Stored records
- - -

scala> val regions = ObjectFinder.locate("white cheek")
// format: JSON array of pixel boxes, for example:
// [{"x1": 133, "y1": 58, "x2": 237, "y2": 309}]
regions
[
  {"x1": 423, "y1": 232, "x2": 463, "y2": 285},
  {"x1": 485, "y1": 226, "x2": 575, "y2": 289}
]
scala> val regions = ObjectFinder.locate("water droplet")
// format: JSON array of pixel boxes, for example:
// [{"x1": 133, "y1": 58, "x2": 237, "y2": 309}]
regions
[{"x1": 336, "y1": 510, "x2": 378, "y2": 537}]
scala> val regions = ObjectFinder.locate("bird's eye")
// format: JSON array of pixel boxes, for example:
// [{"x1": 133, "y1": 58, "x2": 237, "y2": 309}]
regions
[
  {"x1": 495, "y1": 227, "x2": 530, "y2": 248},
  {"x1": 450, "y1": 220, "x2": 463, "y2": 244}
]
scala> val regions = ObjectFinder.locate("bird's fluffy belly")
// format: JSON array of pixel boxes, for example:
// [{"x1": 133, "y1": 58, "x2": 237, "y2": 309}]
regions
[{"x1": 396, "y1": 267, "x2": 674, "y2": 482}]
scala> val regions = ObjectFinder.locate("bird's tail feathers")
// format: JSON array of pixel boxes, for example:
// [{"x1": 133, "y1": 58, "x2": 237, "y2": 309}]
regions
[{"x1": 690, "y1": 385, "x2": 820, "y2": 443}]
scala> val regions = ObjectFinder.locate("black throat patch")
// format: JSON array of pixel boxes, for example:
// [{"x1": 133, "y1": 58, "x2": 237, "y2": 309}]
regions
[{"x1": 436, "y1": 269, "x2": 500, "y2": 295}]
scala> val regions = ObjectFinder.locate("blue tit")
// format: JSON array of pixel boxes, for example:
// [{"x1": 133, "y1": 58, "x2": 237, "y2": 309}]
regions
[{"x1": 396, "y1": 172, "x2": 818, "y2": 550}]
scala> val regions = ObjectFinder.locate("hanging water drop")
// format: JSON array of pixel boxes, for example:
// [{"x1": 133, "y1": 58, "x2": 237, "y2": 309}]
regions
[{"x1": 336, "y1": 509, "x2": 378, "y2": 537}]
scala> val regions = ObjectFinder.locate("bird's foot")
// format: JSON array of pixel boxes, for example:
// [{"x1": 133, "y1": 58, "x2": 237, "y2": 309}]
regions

- - -

Please quote every record above exactly as it appears.

### Answer to this task
scala> val regions = ObjectFinder.locate("white cheek")
// format: JSON array of pixel boxes, for example:
// [{"x1": 133, "y1": 58, "x2": 237, "y2": 309}]
regions
[
  {"x1": 423, "y1": 232, "x2": 463, "y2": 285},
  {"x1": 485, "y1": 226, "x2": 575, "y2": 289}
]
scala> val regions = ObjectFinder.locate("water droplet")
// format: JSON array of pixel boxes, for example:
// [{"x1": 133, "y1": 58, "x2": 237, "y2": 309}]
regions
[{"x1": 336, "y1": 510, "x2": 378, "y2": 537}]
scala> val regions = ObjectFinder.locate("bird's eye")
// format: JSON array of pixel boxes, for example:
// [{"x1": 133, "y1": 58, "x2": 237, "y2": 309}]
regions
[
  {"x1": 495, "y1": 227, "x2": 530, "y2": 248},
  {"x1": 450, "y1": 220, "x2": 463, "y2": 244}
]
scala> val regions = ObjectFinder.locate("bird's fluffy belly")
// format: JSON array of pixel boxes, for example:
// [{"x1": 133, "y1": 58, "x2": 237, "y2": 309}]
regions
[{"x1": 396, "y1": 267, "x2": 674, "y2": 482}]
scala> val regions = ObjectFinder.locate("bird's tail feathers")
// format: JSON array of pixel boxes, for example:
// [{"x1": 133, "y1": 58, "x2": 237, "y2": 309}]
regions
[{"x1": 690, "y1": 385, "x2": 820, "y2": 443}]
scala> val regions = ObjectFinder.locate("black throat patch")
// format: JSON array of pixel boxes, for example:
// [{"x1": 133, "y1": 58, "x2": 237, "y2": 309}]
regions
[{"x1": 436, "y1": 269, "x2": 500, "y2": 295}]
scala> val regions = ObjectFinder.locate("blue tit")
// format: JSON array of pixel boxes, for example:
// [{"x1": 133, "y1": 58, "x2": 237, "y2": 309}]
regions
[{"x1": 396, "y1": 172, "x2": 818, "y2": 550}]
scala> val regions = ObjectFinder.locate("hanging water drop")
// format: JSON array of pixel boxes, for example:
// [{"x1": 133, "y1": 58, "x2": 237, "y2": 309}]
regions
[{"x1": 336, "y1": 509, "x2": 378, "y2": 537}]
scala> val regions = ObjectFinder.locate("bird's foot")
// format: JSON array of pixel boxes, for example:
// [{"x1": 133, "y1": 58, "x2": 237, "y2": 309}]
regions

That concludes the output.